# WHAT TO PRODUCE:
Print the lines of the data that run from the one holding "segment the curb" through the one holding "M 184 262 L", both included, copied without changes. Leave out the pictures.

Source data
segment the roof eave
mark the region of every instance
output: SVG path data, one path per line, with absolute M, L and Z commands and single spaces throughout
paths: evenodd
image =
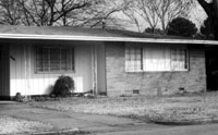
M 72 36 L 72 35 L 27 35 L 27 34 L 0 34 L 3 39 L 47 39 L 47 40 L 86 40 L 86 41 L 129 41 L 129 42 L 161 42 L 161 44 L 194 44 L 218 45 L 216 40 L 197 39 L 162 39 L 162 38 L 135 38 L 135 37 L 100 37 L 100 36 Z

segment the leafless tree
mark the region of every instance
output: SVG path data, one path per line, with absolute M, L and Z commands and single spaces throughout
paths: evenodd
M 9 25 L 17 25 L 21 22 L 21 8 L 14 0 L 0 1 L 0 23 Z
M 218 0 L 197 0 L 208 15 L 214 37 L 218 40 Z
M 123 11 L 124 14 L 136 24 L 138 30 L 143 20 L 154 32 L 159 25 L 166 32 L 169 22 L 187 15 L 192 4 L 190 0 L 128 0 L 130 1 L 132 4 Z

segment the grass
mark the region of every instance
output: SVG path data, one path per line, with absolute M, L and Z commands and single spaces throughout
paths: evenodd
M 198 123 L 218 121 L 218 93 L 167 97 L 61 98 L 32 106 L 59 111 L 109 114 L 144 122 Z
M 0 115 L 0 134 L 31 134 L 52 130 L 53 127 L 49 124 Z

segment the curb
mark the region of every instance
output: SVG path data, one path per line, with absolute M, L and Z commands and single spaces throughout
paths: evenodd
M 36 132 L 31 133 L 32 135 L 71 135 L 71 134 L 85 134 L 87 132 L 80 131 L 78 128 L 63 130 L 63 131 L 51 131 L 51 132 Z
M 218 123 L 218 120 L 202 120 L 202 121 L 152 121 L 153 123 L 156 124 L 161 124 L 161 125 L 201 125 L 201 124 L 214 124 Z

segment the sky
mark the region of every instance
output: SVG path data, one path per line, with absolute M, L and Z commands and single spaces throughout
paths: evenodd
M 123 15 L 119 14 L 119 17 L 126 20 L 123 17 Z M 189 14 L 189 20 L 191 20 L 193 23 L 195 23 L 196 27 L 199 29 L 199 27 L 203 25 L 204 20 L 206 20 L 207 15 L 204 11 L 204 9 L 199 5 L 196 4 L 196 7 L 194 7 Z M 141 27 L 142 30 L 144 30 L 148 25 L 146 25 L 146 23 L 144 21 L 141 22 Z M 134 32 L 138 32 L 137 27 L 132 25 L 132 26 L 126 26 L 125 27 L 129 30 L 134 30 Z

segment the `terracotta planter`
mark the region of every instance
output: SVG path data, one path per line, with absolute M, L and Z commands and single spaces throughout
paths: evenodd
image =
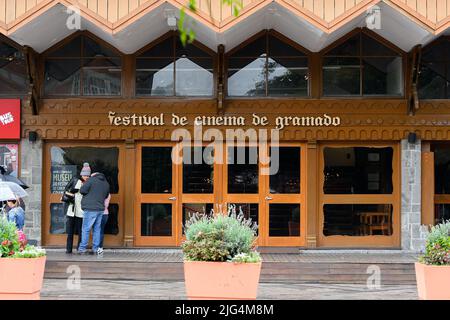
M 450 300 L 450 266 L 415 265 L 419 299 Z
M 0 300 L 38 300 L 46 257 L 0 258 Z
M 184 262 L 186 294 L 190 300 L 255 300 L 260 263 Z

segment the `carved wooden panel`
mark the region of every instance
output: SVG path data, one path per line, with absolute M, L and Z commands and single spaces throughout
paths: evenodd
M 50 140 L 170 140 L 174 129 L 172 114 L 186 116 L 184 128 L 192 134 L 198 116 L 218 116 L 211 100 L 73 99 L 45 100 L 38 116 L 27 109 L 22 118 L 22 136 L 37 131 Z M 225 102 L 223 116 L 242 116 L 244 126 L 218 126 L 225 129 L 274 129 L 277 119 L 286 117 L 339 117 L 338 126 L 292 125 L 280 130 L 281 140 L 401 140 L 411 131 L 425 140 L 450 139 L 450 101 L 423 102 L 415 116 L 406 114 L 405 100 L 234 100 Z M 109 112 L 117 116 L 160 116 L 165 123 L 152 125 L 114 125 Z M 254 126 L 252 115 L 267 116 L 267 126 Z M 204 129 L 211 128 L 205 126 Z

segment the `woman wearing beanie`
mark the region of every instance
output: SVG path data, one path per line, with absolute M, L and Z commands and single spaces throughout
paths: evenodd
M 81 226 L 83 225 L 83 210 L 81 209 L 81 200 L 83 195 L 80 189 L 91 176 L 89 163 L 84 163 L 80 176 L 74 177 L 66 186 L 63 196 L 64 209 L 67 217 L 67 243 L 66 253 L 72 253 L 73 236 L 78 235 L 78 247 L 81 243 Z

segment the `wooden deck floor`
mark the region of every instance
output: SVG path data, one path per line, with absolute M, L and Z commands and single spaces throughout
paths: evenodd
M 414 254 L 328 252 L 262 256 L 261 283 L 366 284 L 373 272 L 379 272 L 384 285 L 415 284 Z M 76 266 L 82 279 L 183 281 L 182 262 L 182 254 L 177 250 L 105 251 L 103 257 L 49 251 L 45 278 L 68 278 L 69 267 Z

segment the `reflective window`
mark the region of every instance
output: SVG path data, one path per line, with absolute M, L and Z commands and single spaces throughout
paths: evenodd
M 324 149 L 325 194 L 392 194 L 392 148 Z
M 269 237 L 300 236 L 300 204 L 269 205 Z
M 142 193 L 172 193 L 172 147 L 142 148 Z
M 51 193 L 62 193 L 72 177 L 80 174 L 88 162 L 91 172 L 101 172 L 112 194 L 119 193 L 119 148 L 57 147 L 51 148 Z
M 300 148 L 271 148 L 270 193 L 300 193 Z
M 421 99 L 450 99 L 450 39 L 443 37 L 422 51 Z
M 183 193 L 213 193 L 213 147 L 183 149 Z
M 78 36 L 45 59 L 45 94 L 118 96 L 122 59 L 115 50 L 87 36 Z
M 0 95 L 26 94 L 28 75 L 21 50 L 0 41 Z
M 152 46 L 136 58 L 139 96 L 212 96 L 214 58 L 200 47 L 183 47 L 177 36 Z
M 330 49 L 323 61 L 324 96 L 402 96 L 402 55 L 363 32 Z
M 270 32 L 228 56 L 228 96 L 307 96 L 308 57 Z
M 392 235 L 391 204 L 326 204 L 324 236 Z
M 228 148 L 228 193 L 258 193 L 258 148 Z
M 166 203 L 141 204 L 141 236 L 171 236 L 172 205 Z

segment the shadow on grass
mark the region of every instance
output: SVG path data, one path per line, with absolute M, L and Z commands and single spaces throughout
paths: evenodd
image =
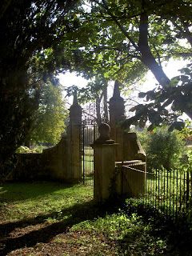
M 76 204 L 62 210 L 62 214 L 58 212 L 50 214 L 42 214 L 34 218 L 27 218 L 22 221 L 0 225 L 0 255 L 6 255 L 16 249 L 30 247 L 38 242 L 48 242 L 57 234 L 66 233 L 69 229 L 82 221 L 93 220 L 96 218 L 105 216 L 106 214 L 117 211 L 118 207 L 114 207 L 110 203 L 98 206 L 93 201 L 82 204 Z M 57 218 L 58 216 L 58 218 Z M 66 218 L 63 220 L 63 218 Z M 33 230 L 28 234 L 17 238 L 10 238 L 9 234 L 16 228 L 24 228 L 30 225 L 37 225 L 46 222 L 49 218 L 56 218 L 57 222 L 38 230 Z M 60 219 L 60 220 L 59 220 Z
M 22 201 L 51 194 L 58 189 L 67 189 L 71 184 L 54 182 L 14 182 L 0 185 L 0 202 Z

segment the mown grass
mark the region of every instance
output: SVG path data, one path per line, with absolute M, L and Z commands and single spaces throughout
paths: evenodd
M 1 255 L 191 255 L 130 203 L 95 205 L 90 186 L 6 184 L 0 202 Z
M 16 221 L 51 213 L 93 199 L 93 188 L 56 182 L 10 183 L 0 186 L 1 221 Z

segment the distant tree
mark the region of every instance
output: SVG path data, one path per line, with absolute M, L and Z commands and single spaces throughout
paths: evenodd
M 40 90 L 38 108 L 25 138 L 26 146 L 39 142 L 56 144 L 65 132 L 67 114 L 61 87 L 46 82 Z
M 177 100 L 179 111 L 191 118 L 191 94 L 187 90 L 183 97 L 186 86 L 182 77 L 182 85 L 178 83 L 173 88 L 175 82 L 168 78 L 162 65 L 170 58 L 191 59 L 191 2 L 91 0 L 87 2 L 90 8 L 79 14 L 82 26 L 73 44 L 78 55 L 76 70 L 87 77 L 100 72 L 106 78 L 117 79 L 125 85 L 137 81 L 148 70 L 153 73 L 158 86 L 153 92 L 146 94 L 146 101 L 151 102 L 138 106 L 135 118 L 130 119 L 127 126 L 140 119 L 141 123 L 147 121 L 154 125 L 162 123 L 167 116 L 164 106 L 173 102 L 173 93 L 179 98 Z M 164 99 L 167 100 L 166 104 Z
M 27 136 L 38 107 L 39 80 L 69 68 L 57 46 L 78 26 L 78 1 L 2 0 L 0 6 L 0 176 L 7 172 L 15 149 Z M 54 58 L 50 58 L 54 52 Z M 38 75 L 34 75 L 41 62 Z M 56 56 L 58 56 L 56 58 Z M 40 72 L 41 71 L 41 72 Z M 33 79 L 34 82 L 31 82 Z

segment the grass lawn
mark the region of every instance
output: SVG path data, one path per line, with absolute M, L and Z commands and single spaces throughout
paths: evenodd
M 0 186 L 0 255 L 192 255 L 150 219 L 99 207 L 92 186 L 8 183 Z

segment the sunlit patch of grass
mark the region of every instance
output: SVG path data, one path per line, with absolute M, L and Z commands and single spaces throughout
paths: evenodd
M 63 209 L 93 198 L 93 188 L 54 182 L 6 184 L 0 190 L 1 221 L 16 221 L 55 213 L 49 221 L 62 215 Z

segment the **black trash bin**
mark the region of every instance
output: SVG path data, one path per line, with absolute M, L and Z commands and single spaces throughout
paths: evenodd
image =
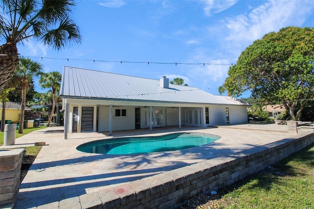
M 27 121 L 25 120 L 24 123 L 23 123 L 23 128 L 27 129 Z

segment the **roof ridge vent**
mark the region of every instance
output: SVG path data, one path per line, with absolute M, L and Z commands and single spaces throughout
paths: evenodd
M 169 78 L 163 76 L 160 78 L 159 85 L 162 88 L 169 88 Z

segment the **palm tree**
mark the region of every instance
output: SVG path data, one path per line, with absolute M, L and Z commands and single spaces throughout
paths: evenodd
M 9 92 L 14 89 L 14 88 L 7 88 L 7 85 L 2 92 L 0 92 L 0 101 L 2 103 L 2 112 L 1 114 L 1 129 L 0 131 L 4 131 L 4 125 L 5 124 L 5 108 L 8 100 L 8 94 Z
M 80 42 L 78 26 L 70 17 L 73 0 L 0 0 L 0 91 L 19 65 L 18 43 L 31 38 L 60 50 Z
M 47 126 L 50 126 L 50 123 L 54 112 L 54 106 L 56 104 L 56 104 L 55 102 L 57 94 L 58 94 L 59 90 L 60 90 L 62 77 L 62 76 L 58 72 L 53 71 L 44 74 L 39 79 L 39 83 L 42 88 L 52 88 L 52 108 L 49 116 Z M 57 114 L 58 113 L 57 112 Z
M 33 81 L 33 78 L 39 77 L 43 73 L 42 65 L 29 58 L 22 57 L 20 64 L 14 72 L 13 79 L 17 86 L 21 88 L 22 107 L 20 116 L 19 133 L 23 133 L 24 111 L 26 103 L 26 93 L 29 88 L 29 84 Z
M 173 78 L 173 80 L 171 80 L 170 83 L 172 84 L 179 85 L 182 86 L 183 85 L 183 83 L 184 82 L 184 80 L 183 78 Z M 187 84 L 185 83 L 184 84 L 184 86 L 187 86 Z

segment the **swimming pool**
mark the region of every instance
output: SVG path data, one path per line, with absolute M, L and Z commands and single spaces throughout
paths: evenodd
M 77 149 L 89 153 L 125 155 L 183 150 L 204 145 L 220 138 L 217 135 L 180 132 L 156 136 L 116 138 L 82 144 Z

# WRITTEN SOLUTION:
segment the curb
mark the region of every instance
output: SVG path data, one path per line, with absolute M, L and Z commands and single spaces throughout
paths: evenodd
M 36 132 L 31 133 L 32 135 L 71 135 L 71 134 L 85 134 L 87 132 L 80 131 L 78 128 L 63 130 L 63 131 L 51 131 L 51 132 Z
M 218 123 L 218 120 L 202 120 L 202 121 L 152 121 L 153 123 L 156 124 L 161 124 L 161 125 L 201 125 L 201 124 L 214 124 Z

segment the sky
mark the region of every instance
output: SVG path data, one path per line, with absolute M, L and Z commands and single spaces throughout
paths: evenodd
M 123 15 L 119 14 L 119 17 L 126 20 L 123 17 Z M 189 14 L 189 20 L 191 20 L 193 23 L 195 23 L 196 27 L 199 29 L 199 27 L 203 25 L 204 20 L 206 20 L 207 15 L 204 11 L 204 9 L 199 5 L 196 4 L 196 7 L 194 7 Z M 141 27 L 142 30 L 144 30 L 148 25 L 146 25 L 146 23 L 144 21 L 141 22 Z M 134 32 L 138 32 L 137 27 L 132 25 L 132 26 L 126 26 L 125 27 L 129 30 L 134 30 Z

segment the `terracotta planter`
mark the region of every instance
output: SVG path data, one path per line, with absolute M, L and Z commands and single spaces throughout
paths: evenodd
image =
M 450 300 L 450 266 L 415 265 L 419 299 Z
M 0 300 L 38 300 L 46 257 L 0 258 Z
M 184 262 L 186 294 L 190 300 L 255 300 L 260 263 Z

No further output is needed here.